- [TASK PROMPT]: Leaving the images aside, print every record in the material exactly.

- [STUDY MATERIAL]:
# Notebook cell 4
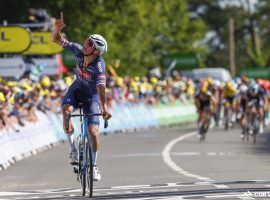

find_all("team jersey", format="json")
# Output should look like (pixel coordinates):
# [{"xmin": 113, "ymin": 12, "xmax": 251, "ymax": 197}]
[
  {"xmin": 60, "ymin": 39, "xmax": 106, "ymax": 95},
  {"xmin": 247, "ymin": 88, "xmax": 265, "ymax": 102},
  {"xmin": 223, "ymin": 87, "xmax": 238, "ymax": 98}
]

- [ANSWER TO THIS PROBLEM]:
# Notebook cell 4

find_all("team jersey", format="json")
# Output should look like (pixel coordinates):
# [{"xmin": 113, "ymin": 12, "xmax": 251, "ymax": 197}]
[
  {"xmin": 60, "ymin": 39, "xmax": 106, "ymax": 95},
  {"xmin": 247, "ymin": 88, "xmax": 265, "ymax": 102},
  {"xmin": 223, "ymin": 87, "xmax": 238, "ymax": 98}
]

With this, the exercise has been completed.